=== Exercise materials ===
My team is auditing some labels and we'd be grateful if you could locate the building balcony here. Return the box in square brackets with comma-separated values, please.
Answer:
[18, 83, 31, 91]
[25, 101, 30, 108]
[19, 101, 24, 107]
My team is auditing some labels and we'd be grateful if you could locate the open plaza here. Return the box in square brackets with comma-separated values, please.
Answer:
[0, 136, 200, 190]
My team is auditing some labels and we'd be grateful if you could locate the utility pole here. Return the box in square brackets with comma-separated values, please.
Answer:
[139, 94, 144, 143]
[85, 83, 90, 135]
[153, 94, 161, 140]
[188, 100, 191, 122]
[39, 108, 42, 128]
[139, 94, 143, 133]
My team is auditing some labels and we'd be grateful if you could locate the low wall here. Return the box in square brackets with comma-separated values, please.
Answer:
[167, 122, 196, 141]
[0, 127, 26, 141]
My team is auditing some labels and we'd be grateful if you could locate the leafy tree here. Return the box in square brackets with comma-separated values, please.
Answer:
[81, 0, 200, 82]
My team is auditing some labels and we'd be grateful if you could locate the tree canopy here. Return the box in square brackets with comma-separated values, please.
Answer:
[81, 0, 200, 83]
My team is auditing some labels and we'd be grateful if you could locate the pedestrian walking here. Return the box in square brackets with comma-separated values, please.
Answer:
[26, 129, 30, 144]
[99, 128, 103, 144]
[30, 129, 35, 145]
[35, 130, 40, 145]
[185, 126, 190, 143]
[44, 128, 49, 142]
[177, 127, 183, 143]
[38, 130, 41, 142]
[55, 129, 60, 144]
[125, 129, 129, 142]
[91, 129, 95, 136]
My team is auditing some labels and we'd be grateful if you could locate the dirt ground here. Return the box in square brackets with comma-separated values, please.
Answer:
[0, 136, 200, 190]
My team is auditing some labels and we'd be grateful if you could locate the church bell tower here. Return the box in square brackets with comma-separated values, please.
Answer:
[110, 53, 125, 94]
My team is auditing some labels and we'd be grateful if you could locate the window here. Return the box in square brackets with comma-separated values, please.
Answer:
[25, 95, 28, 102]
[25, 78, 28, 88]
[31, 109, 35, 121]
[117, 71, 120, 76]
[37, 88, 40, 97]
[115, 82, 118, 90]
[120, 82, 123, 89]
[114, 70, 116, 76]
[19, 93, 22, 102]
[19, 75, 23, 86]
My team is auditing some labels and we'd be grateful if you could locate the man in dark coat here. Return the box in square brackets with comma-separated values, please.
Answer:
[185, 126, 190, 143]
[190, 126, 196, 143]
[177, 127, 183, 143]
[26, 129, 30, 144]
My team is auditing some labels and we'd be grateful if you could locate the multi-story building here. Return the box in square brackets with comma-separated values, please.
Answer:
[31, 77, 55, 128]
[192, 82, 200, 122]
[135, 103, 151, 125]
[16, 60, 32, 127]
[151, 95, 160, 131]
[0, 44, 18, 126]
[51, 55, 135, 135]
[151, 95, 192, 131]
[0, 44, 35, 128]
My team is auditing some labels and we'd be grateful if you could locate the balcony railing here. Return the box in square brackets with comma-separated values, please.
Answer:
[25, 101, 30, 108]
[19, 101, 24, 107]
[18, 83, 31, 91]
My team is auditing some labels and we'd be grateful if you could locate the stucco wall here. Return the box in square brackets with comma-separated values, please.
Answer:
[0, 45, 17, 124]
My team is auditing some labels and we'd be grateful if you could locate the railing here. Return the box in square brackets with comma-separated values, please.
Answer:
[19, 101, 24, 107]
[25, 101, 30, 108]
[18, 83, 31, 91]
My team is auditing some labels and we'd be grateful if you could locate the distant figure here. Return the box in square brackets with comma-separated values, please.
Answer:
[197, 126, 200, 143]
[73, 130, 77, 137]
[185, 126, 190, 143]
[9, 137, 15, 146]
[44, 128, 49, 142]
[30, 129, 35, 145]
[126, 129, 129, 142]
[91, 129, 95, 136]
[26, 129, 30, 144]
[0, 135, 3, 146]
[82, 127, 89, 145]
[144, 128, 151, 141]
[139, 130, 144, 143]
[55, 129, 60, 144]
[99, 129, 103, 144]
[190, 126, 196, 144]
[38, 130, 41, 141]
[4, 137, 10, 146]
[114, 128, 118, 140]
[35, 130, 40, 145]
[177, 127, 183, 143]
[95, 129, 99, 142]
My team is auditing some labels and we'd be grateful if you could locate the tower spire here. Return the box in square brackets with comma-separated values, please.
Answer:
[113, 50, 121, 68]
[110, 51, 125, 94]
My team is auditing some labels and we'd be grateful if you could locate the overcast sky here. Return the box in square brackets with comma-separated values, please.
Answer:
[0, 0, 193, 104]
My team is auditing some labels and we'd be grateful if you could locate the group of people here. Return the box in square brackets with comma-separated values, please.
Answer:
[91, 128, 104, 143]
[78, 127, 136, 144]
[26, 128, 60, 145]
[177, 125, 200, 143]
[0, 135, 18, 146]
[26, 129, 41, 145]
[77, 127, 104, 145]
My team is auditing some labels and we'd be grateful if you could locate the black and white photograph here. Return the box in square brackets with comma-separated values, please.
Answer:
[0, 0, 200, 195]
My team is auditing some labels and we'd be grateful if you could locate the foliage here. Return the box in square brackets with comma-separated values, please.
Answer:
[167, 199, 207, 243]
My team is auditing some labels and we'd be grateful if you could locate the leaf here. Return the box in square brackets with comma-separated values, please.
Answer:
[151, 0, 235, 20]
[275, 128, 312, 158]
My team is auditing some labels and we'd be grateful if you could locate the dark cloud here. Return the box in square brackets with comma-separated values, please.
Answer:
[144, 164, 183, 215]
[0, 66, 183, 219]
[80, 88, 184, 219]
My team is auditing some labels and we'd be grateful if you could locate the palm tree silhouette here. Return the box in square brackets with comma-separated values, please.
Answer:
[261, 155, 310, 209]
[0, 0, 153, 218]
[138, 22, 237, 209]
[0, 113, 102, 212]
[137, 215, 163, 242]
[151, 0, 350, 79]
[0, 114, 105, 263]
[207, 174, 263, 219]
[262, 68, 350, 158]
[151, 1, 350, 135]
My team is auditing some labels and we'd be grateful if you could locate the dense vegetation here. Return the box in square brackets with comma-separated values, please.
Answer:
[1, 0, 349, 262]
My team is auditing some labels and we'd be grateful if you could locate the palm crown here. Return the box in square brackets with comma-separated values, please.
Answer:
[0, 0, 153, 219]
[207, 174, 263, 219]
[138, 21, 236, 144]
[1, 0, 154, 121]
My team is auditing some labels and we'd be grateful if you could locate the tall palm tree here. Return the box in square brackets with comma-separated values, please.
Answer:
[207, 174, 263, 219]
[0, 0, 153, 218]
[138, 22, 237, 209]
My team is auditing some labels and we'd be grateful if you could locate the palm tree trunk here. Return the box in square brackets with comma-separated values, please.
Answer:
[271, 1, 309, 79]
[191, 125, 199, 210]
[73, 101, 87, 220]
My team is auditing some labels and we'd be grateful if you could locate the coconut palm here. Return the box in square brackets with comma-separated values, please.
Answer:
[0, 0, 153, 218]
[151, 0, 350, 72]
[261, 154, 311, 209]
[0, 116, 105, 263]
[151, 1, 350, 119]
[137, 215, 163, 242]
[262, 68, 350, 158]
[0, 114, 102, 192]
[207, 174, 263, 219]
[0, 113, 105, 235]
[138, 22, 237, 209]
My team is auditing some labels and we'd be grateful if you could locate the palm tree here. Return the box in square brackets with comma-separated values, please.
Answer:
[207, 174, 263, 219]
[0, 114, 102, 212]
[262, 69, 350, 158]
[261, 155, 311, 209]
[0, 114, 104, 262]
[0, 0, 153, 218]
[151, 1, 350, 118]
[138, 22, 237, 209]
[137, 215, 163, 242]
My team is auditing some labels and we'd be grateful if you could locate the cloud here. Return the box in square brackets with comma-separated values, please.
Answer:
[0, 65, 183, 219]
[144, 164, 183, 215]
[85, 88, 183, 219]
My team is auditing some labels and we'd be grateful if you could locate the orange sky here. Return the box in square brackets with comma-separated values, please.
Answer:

=== Problem ===
The answer is to be a bare number, showing how many lines of the records contain "wall".

=== Problem solution ===
2